Provide the number of lines of the records that include "query", with no other content.

-- Supplied material follows --

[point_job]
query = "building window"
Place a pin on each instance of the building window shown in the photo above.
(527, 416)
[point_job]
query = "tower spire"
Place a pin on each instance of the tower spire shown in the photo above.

-- Supplied material concluded --

Output of the exercise: 2